**What the exercise asks**
Format the records from the line with "Where can you see the man's face" up to and including the line with "(219, 1079)" as a Markdown table with the columns No. and Entry. Give each line a row number and leave out blank lines.

**Data listing**
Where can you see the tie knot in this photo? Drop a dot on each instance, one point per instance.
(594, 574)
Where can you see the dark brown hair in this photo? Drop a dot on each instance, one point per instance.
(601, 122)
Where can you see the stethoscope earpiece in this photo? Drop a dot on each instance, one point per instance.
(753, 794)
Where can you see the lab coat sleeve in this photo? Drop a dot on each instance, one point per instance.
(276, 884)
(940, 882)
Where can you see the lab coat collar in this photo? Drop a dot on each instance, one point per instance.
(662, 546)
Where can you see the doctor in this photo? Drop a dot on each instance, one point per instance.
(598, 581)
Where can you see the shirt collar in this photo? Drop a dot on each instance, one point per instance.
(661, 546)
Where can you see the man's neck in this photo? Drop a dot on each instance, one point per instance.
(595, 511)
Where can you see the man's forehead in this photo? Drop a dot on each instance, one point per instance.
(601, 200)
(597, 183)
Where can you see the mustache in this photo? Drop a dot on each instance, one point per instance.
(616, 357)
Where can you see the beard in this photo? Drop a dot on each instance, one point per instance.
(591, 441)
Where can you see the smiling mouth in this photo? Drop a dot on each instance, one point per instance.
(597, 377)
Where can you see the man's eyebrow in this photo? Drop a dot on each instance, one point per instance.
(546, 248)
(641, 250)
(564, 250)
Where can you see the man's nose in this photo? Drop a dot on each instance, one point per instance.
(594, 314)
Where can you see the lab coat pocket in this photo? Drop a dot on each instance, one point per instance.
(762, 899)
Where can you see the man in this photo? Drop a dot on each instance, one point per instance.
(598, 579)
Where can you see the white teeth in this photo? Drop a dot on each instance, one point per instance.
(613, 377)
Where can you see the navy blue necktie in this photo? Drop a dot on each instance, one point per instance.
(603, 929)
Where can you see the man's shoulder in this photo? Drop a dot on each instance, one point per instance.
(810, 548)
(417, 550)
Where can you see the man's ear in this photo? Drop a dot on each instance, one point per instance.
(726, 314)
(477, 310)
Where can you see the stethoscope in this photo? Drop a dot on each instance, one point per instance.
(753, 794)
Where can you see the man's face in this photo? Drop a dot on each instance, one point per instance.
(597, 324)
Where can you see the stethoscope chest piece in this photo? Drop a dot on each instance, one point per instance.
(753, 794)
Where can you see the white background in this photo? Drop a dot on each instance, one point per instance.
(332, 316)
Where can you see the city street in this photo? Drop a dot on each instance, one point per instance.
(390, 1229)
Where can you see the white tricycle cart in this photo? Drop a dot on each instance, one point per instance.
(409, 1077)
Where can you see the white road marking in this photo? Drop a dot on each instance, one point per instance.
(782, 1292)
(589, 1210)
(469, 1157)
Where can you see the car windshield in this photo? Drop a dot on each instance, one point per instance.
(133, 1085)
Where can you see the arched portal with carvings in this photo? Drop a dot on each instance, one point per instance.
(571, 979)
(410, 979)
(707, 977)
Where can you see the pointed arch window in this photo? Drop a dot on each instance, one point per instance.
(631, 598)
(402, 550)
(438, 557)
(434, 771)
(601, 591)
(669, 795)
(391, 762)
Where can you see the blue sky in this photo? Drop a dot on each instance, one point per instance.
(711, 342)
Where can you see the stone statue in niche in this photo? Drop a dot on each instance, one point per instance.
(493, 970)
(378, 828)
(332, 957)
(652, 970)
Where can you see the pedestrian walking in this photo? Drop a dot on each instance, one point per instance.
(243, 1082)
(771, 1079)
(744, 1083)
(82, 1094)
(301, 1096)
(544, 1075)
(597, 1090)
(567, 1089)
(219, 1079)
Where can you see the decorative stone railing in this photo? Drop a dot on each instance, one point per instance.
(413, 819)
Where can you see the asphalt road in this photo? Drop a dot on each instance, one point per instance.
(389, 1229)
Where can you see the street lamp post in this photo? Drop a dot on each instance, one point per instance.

**Worked solution**
| No. | Entry |
|---|---|
| 1 | Where can you see the man's face in this photo? Drop a dot on each instance, one point per instance. |
| 2 | (597, 324) |
| 3 | Where can you see the stethoscope chest piece in this photo? Drop a dot on each instance, one point per instance. |
| 4 | (753, 794) |
| 5 | Where can you see the white background in this photo? Drop a dot on each instance, one point per instance. |
| 6 | (332, 316) |
| 7 | Where can you see the city street in this photo? Drop a dot on each instance, one point per instance. |
| 8 | (390, 1229) |
| 9 | Where can you see the white tricycle cart in this photo? Drop a dot on each instance, one point per instance. |
| 10 | (409, 1077) |
| 11 | Where can you see the white road marking in this photo? Drop a dot on each instance, one point per instance. |
| 12 | (782, 1292) |
| 13 | (589, 1210) |
| 14 | (469, 1157) |
| 15 | Where can you see the car windshield in this photo? Drop a dot on each instance, one point per instance. |
| 16 | (133, 1085) |
| 17 | Where can you see the arched portal with carvings in this photo? Drop a dot on each instance, one point per instance. |
| 18 | (571, 979) |
| 19 | (410, 979) |
| 20 | (707, 977) |
| 21 | Where can you see the pointed arch window in this photo? Drop a dot on each instance, one point per instance. |
| 22 | (631, 598) |
| 23 | (402, 550) |
| 24 | (438, 557) |
| 25 | (434, 771) |
| 26 | (601, 591) |
| 27 | (669, 795) |
| 28 | (391, 762) |
| 29 | Where can you see the blue sky in this photo? Drop a dot on each instance, one point per instance. |
| 30 | (711, 342) |
| 31 | Where can you see the stone statue in niche in this photo? Drop a dot on each instance, one point per instance. |
| 32 | (493, 970) |
| 33 | (378, 828) |
| 34 | (332, 957) |
| 35 | (652, 970) |
| 36 | Where can you see the pedestrian walking in this photo? Drop a dot on each instance, one point per instance. |
| 37 | (243, 1082) |
| 38 | (771, 1079) |
| 39 | (744, 1083) |
| 40 | (82, 1094) |
| 41 | (301, 1096) |
| 42 | (544, 1075) |
| 43 | (597, 1090) |
| 44 | (567, 1089) |
| 45 | (219, 1079) |